### Objective:
Copy every record below, exactly as written.

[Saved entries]

◇ ◇ ◇ ◇ ◇

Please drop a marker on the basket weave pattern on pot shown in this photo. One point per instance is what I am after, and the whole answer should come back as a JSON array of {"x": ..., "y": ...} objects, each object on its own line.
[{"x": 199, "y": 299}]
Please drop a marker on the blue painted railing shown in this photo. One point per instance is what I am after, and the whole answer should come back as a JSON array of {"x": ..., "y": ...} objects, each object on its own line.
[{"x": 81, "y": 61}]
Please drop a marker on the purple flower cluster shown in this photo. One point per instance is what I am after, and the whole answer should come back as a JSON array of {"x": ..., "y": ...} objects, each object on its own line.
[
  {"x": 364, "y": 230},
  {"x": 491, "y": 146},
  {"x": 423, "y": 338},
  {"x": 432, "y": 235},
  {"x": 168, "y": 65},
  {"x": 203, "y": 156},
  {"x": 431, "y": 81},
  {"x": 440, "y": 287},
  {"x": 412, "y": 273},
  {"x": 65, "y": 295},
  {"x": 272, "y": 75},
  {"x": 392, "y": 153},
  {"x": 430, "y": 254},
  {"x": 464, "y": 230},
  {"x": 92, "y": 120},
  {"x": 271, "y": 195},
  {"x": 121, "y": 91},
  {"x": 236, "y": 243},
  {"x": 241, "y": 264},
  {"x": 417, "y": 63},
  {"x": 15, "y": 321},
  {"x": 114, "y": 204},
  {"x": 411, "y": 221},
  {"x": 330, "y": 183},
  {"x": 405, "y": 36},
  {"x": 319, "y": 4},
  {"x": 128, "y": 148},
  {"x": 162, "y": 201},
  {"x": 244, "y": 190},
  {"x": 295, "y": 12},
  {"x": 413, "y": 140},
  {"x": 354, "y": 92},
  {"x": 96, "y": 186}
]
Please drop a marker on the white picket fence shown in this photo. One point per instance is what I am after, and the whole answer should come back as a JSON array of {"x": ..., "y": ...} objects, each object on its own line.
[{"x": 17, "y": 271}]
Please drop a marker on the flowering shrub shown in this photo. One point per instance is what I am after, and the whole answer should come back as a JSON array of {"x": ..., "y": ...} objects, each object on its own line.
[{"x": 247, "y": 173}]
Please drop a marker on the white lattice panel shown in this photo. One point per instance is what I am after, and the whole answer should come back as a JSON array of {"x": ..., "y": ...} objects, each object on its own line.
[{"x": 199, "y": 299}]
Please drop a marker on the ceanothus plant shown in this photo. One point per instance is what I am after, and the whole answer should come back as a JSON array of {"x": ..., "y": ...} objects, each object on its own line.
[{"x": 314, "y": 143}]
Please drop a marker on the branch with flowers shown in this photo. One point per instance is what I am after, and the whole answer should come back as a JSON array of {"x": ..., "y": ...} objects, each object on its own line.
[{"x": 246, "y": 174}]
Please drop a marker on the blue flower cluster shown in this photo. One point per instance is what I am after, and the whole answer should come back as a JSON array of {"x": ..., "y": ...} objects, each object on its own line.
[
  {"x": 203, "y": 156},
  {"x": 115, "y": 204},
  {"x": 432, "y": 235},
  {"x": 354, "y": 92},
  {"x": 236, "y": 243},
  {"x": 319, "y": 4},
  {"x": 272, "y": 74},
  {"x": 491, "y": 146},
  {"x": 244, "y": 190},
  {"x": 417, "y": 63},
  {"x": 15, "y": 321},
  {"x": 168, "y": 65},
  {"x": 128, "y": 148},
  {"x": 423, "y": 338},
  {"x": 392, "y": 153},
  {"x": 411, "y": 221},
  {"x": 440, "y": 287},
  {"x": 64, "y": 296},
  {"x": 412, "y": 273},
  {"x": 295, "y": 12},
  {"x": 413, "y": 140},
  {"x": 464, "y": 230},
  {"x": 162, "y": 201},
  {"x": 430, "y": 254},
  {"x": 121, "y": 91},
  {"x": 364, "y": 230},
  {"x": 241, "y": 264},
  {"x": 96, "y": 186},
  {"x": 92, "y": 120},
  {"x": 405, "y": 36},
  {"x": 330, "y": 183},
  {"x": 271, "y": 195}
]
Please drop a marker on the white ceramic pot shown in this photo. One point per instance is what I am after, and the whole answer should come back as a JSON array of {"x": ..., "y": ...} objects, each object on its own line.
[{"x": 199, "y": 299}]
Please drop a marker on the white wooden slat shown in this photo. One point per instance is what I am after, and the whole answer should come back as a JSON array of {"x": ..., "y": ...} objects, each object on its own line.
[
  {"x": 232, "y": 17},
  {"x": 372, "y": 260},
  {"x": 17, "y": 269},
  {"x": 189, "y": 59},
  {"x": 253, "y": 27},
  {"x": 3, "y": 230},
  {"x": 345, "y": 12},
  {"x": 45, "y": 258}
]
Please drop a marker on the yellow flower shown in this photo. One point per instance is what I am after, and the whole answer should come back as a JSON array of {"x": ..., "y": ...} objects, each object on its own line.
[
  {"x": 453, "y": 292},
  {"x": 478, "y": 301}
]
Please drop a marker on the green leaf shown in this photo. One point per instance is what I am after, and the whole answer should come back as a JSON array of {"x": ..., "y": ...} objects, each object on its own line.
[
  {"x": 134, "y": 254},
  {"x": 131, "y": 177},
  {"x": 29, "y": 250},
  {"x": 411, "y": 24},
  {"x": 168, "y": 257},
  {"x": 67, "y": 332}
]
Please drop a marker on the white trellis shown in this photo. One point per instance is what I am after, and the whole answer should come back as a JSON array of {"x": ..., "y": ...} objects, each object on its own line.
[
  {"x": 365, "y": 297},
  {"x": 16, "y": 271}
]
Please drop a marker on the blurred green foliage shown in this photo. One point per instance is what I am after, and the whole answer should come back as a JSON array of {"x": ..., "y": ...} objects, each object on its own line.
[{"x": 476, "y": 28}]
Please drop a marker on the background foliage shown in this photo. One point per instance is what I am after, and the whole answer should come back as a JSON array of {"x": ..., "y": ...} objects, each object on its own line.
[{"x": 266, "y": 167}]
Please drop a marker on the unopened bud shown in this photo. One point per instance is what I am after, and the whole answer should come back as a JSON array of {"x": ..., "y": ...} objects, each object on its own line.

◇ ◇ ◇ ◇ ◇

### Reply:
Please drop a marker on the basket weave pattern on pot shown in this photo. One point per instance is what I am after, and the whole answer should come back as a JSON array of {"x": ..., "y": ...} objects, each object on its own line.
[{"x": 199, "y": 299}]
Please drop a marker on the blue painted railing shown in this photo. One point per instance is what I am after, and the whole answer should come back as a JSON array of {"x": ..., "y": ...} objects, each object on its own line.
[{"x": 81, "y": 61}]
Please drop a marker on the purple flower cluster shown in this photo. One point per instance is what I am after, and the whole answer should come back as a JSON array of {"x": ..., "y": ...} objects, each object on its own line.
[
  {"x": 364, "y": 230},
  {"x": 491, "y": 146},
  {"x": 423, "y": 338},
  {"x": 432, "y": 235},
  {"x": 168, "y": 65},
  {"x": 203, "y": 156},
  {"x": 431, "y": 81},
  {"x": 440, "y": 287},
  {"x": 412, "y": 273},
  {"x": 65, "y": 295},
  {"x": 272, "y": 75},
  {"x": 392, "y": 153},
  {"x": 430, "y": 254},
  {"x": 464, "y": 230},
  {"x": 92, "y": 120},
  {"x": 271, "y": 195},
  {"x": 121, "y": 91},
  {"x": 236, "y": 243},
  {"x": 241, "y": 264},
  {"x": 417, "y": 63},
  {"x": 15, "y": 321},
  {"x": 114, "y": 204},
  {"x": 411, "y": 221},
  {"x": 330, "y": 183},
  {"x": 405, "y": 36},
  {"x": 319, "y": 4},
  {"x": 128, "y": 148},
  {"x": 162, "y": 201},
  {"x": 244, "y": 190},
  {"x": 295, "y": 12},
  {"x": 413, "y": 140},
  {"x": 354, "y": 92},
  {"x": 96, "y": 186}
]
Please drop a marker on the white picket fence shown in this photo. One point per instance is what I am after, and the whole answer should come back as a JSON array of {"x": ..., "y": ...} objects, each object on its own line.
[{"x": 17, "y": 271}]
Please drop a marker on the flowering shrub shown in this photo. One point per instance is what I am after, and the whole answer should come back as a JSON array of {"x": ..., "y": ...} objects, each object on its own line.
[{"x": 247, "y": 173}]
Please drop a marker on the white lattice panel shown in this photo. One point per instance is what I am after, and the whole answer should come back as a JSON array of {"x": ..., "y": ...} objects, each object on its own line.
[{"x": 199, "y": 299}]
Please drop a marker on the ceanothus plant shown in this photo. One point per instance is what I am after, and the whole answer should come back as a JSON array of {"x": ..., "y": ...} objects, each object on its own line.
[{"x": 314, "y": 143}]
Please drop a marker on the branch with flowers shown in this photo. One point per instance is what I am after, and the whole answer should come back as a JSON array of {"x": ..., "y": ...} objects, each object on its own line.
[{"x": 246, "y": 174}]
Please drop a marker on the blue flower cluster shown in this photo. One point per instance is what I am after, and the whole answer should come back as a JSON array of {"x": ..., "y": ...} objects, each object on its own line.
[
  {"x": 203, "y": 156},
  {"x": 115, "y": 204},
  {"x": 432, "y": 235},
  {"x": 354, "y": 92},
  {"x": 236, "y": 243},
  {"x": 319, "y": 4},
  {"x": 272, "y": 74},
  {"x": 491, "y": 146},
  {"x": 244, "y": 190},
  {"x": 417, "y": 63},
  {"x": 15, "y": 321},
  {"x": 168, "y": 65},
  {"x": 128, "y": 148},
  {"x": 423, "y": 338},
  {"x": 392, "y": 153},
  {"x": 411, "y": 221},
  {"x": 440, "y": 287},
  {"x": 64, "y": 296},
  {"x": 412, "y": 273},
  {"x": 295, "y": 12},
  {"x": 413, "y": 140},
  {"x": 464, "y": 230},
  {"x": 162, "y": 201},
  {"x": 430, "y": 254},
  {"x": 121, "y": 91},
  {"x": 364, "y": 230},
  {"x": 241, "y": 264},
  {"x": 96, "y": 186},
  {"x": 92, "y": 120},
  {"x": 405, "y": 36},
  {"x": 330, "y": 183},
  {"x": 271, "y": 195}
]
Please drop a marker on the white ceramic pot shown in this photo. One point per instance is what I am after, and the whole answer should come back as a JSON array of {"x": ..., "y": ...} objects, each object on its own line.
[{"x": 199, "y": 299}]
Please drop a marker on the white wooden slat shown in this photo. One point per instance is what I am after, and the whole answer should come back as a JSON array of {"x": ..., "y": ...} objects, each object on its own line.
[
  {"x": 232, "y": 17},
  {"x": 372, "y": 260},
  {"x": 17, "y": 269},
  {"x": 189, "y": 59},
  {"x": 253, "y": 27},
  {"x": 3, "y": 230},
  {"x": 345, "y": 12},
  {"x": 45, "y": 258}
]
Please drop a marker on the yellow flower shown in this photo. One point per instance is what I am after, and the whole answer should come back as a JSON array of {"x": ..., "y": ...} objects, each object on its own line.
[
  {"x": 453, "y": 292},
  {"x": 478, "y": 301}
]
Please drop a marker on the green leaf shown in this photo. One point per instance is what I am after, and the whole answer should come back as a JSON array of {"x": ..., "y": ...} objects, each object on its own line.
[
  {"x": 134, "y": 254},
  {"x": 131, "y": 177},
  {"x": 29, "y": 250},
  {"x": 411, "y": 24},
  {"x": 168, "y": 257},
  {"x": 67, "y": 332}
]
Please drop a marker on the white trellis shown in this photo. One point per instance is what I am after, and the whole answer should come back as a JSON array of {"x": ..., "y": ...} objects, each object on its own line.
[
  {"x": 365, "y": 297},
  {"x": 16, "y": 271}
]
Please drop a marker on the blurred green foliage shown in this photo. One point per instance is what I am after, and the whole answer should come back as a JSON array of {"x": ..., "y": ...} objects, each object on its own line.
[{"x": 476, "y": 28}]
Please drop a marker on the background foliage shown in this photo. One point per instance is what I am after, and the whole answer should come back as a JSON array of {"x": ..., "y": ...} objects, each object on its own line.
[{"x": 266, "y": 167}]
Please drop a marker on the unopened bud shown in this photo. One point per instance is what I am after, and the whole answer should come back as a JSON array of {"x": ..., "y": ...} objects, each object on its own line.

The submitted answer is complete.